▶ **Prompt**: Give the records again exactly as written. Leave out the pictures.

[[ Information, beginning ]]

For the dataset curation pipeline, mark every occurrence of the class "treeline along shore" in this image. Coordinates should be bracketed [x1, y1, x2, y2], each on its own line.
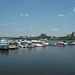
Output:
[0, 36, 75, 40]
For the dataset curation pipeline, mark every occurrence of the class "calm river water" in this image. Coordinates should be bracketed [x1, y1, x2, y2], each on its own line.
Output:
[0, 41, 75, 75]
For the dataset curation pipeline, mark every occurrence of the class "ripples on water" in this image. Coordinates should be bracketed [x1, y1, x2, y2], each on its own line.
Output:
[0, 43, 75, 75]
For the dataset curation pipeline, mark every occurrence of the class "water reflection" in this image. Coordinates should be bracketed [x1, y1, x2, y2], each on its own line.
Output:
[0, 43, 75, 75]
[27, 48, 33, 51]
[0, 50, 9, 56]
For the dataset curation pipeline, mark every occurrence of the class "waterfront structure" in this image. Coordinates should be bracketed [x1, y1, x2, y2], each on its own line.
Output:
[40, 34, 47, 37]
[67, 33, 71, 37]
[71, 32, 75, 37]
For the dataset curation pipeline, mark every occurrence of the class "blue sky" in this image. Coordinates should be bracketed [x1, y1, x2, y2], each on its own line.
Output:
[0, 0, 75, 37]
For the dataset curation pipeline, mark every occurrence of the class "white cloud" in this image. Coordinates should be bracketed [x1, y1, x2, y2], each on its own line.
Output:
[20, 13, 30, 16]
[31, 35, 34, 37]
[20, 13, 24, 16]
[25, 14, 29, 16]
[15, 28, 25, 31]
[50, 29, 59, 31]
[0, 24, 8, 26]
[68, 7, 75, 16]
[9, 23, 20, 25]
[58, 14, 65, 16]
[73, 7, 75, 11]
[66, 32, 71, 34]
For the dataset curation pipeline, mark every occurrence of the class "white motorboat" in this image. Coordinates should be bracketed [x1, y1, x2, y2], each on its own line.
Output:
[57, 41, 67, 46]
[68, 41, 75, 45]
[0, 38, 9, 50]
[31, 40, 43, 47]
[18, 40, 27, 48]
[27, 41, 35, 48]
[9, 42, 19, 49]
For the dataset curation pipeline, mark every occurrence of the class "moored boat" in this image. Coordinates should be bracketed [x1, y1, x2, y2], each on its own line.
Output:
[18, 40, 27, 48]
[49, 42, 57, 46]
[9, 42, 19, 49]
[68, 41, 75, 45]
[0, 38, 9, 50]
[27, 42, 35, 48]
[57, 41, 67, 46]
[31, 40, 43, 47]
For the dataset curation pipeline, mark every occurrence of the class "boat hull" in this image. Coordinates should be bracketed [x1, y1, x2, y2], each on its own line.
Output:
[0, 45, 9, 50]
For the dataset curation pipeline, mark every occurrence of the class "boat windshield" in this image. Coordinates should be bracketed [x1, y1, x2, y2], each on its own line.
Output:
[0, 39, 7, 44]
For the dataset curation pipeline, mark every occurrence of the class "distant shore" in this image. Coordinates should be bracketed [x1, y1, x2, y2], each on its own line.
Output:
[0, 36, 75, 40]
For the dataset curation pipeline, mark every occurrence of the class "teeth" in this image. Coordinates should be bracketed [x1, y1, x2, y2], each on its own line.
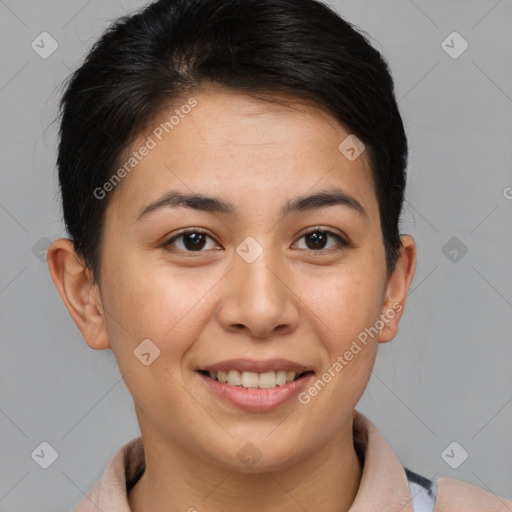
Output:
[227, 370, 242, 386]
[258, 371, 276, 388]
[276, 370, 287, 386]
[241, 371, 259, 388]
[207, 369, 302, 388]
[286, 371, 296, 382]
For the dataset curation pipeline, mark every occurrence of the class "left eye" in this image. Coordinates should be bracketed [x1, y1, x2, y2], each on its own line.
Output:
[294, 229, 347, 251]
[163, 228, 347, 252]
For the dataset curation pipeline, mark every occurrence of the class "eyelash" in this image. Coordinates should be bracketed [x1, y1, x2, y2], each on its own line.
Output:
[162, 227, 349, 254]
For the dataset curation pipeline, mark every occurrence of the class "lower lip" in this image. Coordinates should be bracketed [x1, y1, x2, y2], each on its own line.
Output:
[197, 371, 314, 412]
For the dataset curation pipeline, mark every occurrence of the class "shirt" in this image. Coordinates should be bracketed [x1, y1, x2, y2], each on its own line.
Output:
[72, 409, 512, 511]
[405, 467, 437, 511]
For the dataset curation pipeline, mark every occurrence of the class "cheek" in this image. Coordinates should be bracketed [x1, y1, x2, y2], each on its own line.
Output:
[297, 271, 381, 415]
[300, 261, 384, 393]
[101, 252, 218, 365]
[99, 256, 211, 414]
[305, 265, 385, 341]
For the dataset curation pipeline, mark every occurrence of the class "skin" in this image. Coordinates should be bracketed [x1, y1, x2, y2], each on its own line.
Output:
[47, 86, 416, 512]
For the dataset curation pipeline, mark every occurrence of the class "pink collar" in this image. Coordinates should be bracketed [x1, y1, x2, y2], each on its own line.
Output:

[[ Information, end ]]

▶ **Output for this exercise**:
For the dataset curation pipeline, mark every occurrence of the class "treeline along shore" in this image. Coordinates should be bracketed [x1, y1, x2, y2], each on its own line.
Output:
[0, 36, 75, 40]
For the dataset curation pipeline, mark every occurrence of the class "calm river water" in this image. Coordinates should be bracketed [x1, y1, x2, y2], each on its own line.
Output:
[0, 41, 75, 75]
For the dataset curation pipeline, mark every occurrence of the class "ripples on water" in this image. Coordinates should be bracketed [x1, y1, x2, y2], each on its own line.
Output:
[0, 43, 75, 75]
For the dataset curation pipeline, mark every occurrence of the class "water reflection" in this image. Coordinates should be bracketed [x1, y1, x2, y2], each on its own line.
Output:
[0, 43, 75, 75]
[27, 48, 33, 51]
[0, 50, 9, 56]
For the dataset curation pipeline, mark every occurrence of the class "waterfront structure" in this image. Coordinates should be bracketed [x1, y1, x2, y2], each on its own line.
Output:
[40, 34, 47, 37]
[67, 33, 71, 37]
[71, 32, 75, 37]
For the dataset curation pipeline, mark every occurrence of the class "blue sky" in this image. Coordinates should be bracketed [x1, y1, x2, y2], each on its own line.
Output:
[0, 0, 75, 37]
For the dataset curation pipeline, mark every occurrence of the class "white cloud" in this image. Coordinates should be bracketed [x1, y1, x2, y2], each on its own line.
Output:
[20, 13, 30, 16]
[31, 35, 34, 37]
[20, 13, 24, 16]
[25, 14, 29, 16]
[15, 28, 25, 31]
[50, 29, 59, 31]
[0, 24, 8, 26]
[68, 7, 75, 16]
[9, 23, 20, 25]
[58, 14, 65, 16]
[73, 7, 75, 11]
[66, 32, 71, 34]
For the dataset curation pipeline, mark every occurrence of the class "white motorboat" in this image. Coordinates should be bracketed [x1, y1, x2, y2], each on its own line.
Output:
[57, 41, 67, 46]
[68, 41, 75, 45]
[0, 38, 9, 50]
[31, 40, 43, 47]
[18, 40, 27, 48]
[27, 41, 35, 48]
[9, 42, 19, 49]
For the dataset curation pipeline, mark every occurrence of the class "moored boat" in this image. Coordinates should be bracketed [x1, y1, x2, y2], each on its own line.
Output:
[18, 40, 27, 48]
[49, 42, 57, 46]
[9, 42, 19, 49]
[68, 41, 75, 45]
[0, 38, 9, 50]
[27, 42, 35, 48]
[57, 41, 67, 46]
[31, 40, 43, 47]
For the dataset curation pipeline, mark every occurrence of the class "boat hull" in this image. Coordinates should be bracketed [x1, y1, x2, y2], each on its own line.
Output:
[0, 45, 9, 50]
For the dataset curation pipeline, mark every occurrence of the class "boat windshield" in this image. Coordinates should be bracketed [x1, y1, x2, y2], each on its own line.
Output:
[0, 39, 7, 44]
For the dataset curation pipeline, mark every occurrence of the class "distant shore" in this image. Coordinates should be bracketed [x1, y1, x2, y2], each on its own line.
Output:
[0, 36, 75, 40]
For the dataset curation pipeline, mark every occurrence of the class "teeth" in this image. Coordinates should be bracketed [x1, y1, x2, y2], each on its own line.
Output:
[227, 370, 242, 386]
[258, 371, 276, 388]
[276, 370, 287, 386]
[241, 371, 259, 388]
[207, 369, 302, 388]
[286, 371, 296, 382]
For the dataset curation pipeline, mark every occurrence of the class "left eye" in this image. Coordinates should be bracketed [x1, y1, x2, y2], each on its own line.
Output:
[294, 229, 347, 251]
[163, 228, 347, 252]
For the dataset curation pipeline, mark every occurrence of the class "eyelash" in this image. Coordinates should be bracketed [x1, y1, x2, y2], each on its own line.
Output:
[162, 227, 349, 254]
For the dataset curation pipeline, mark every occurrence of the class "lower lip" in this image. Coordinates should be bracketed [x1, y1, x2, y2], each on its own line.
Output:
[197, 371, 314, 412]
For the dataset curation pipeline, mark every occurrence of the class "shirt" in this image. Coordinates should be bracketed [x1, y1, x2, y2], each on its own line.
Output:
[72, 409, 512, 511]
[405, 467, 437, 511]
For the dataset curation pipeline, mark every occurrence of the class "cheek" in this image. Coordinates should be bracketed [x1, y1, x2, y2], each on its own line.
Output:
[297, 271, 381, 415]
[300, 261, 384, 393]
[101, 252, 218, 365]
[99, 256, 211, 414]
[305, 265, 385, 341]
For the dataset curation pipeline, mark every occurrence of the class "skin" in this image. Coordinates should be bracketed [x1, y1, x2, y2], each on its own line.
Output:
[47, 86, 416, 512]
For the dataset curation pipeline, mark every occurrence of the class "pink collar" in this image. Coordinates should be bracketed [x1, y1, x2, y2], each on its own line.
Output:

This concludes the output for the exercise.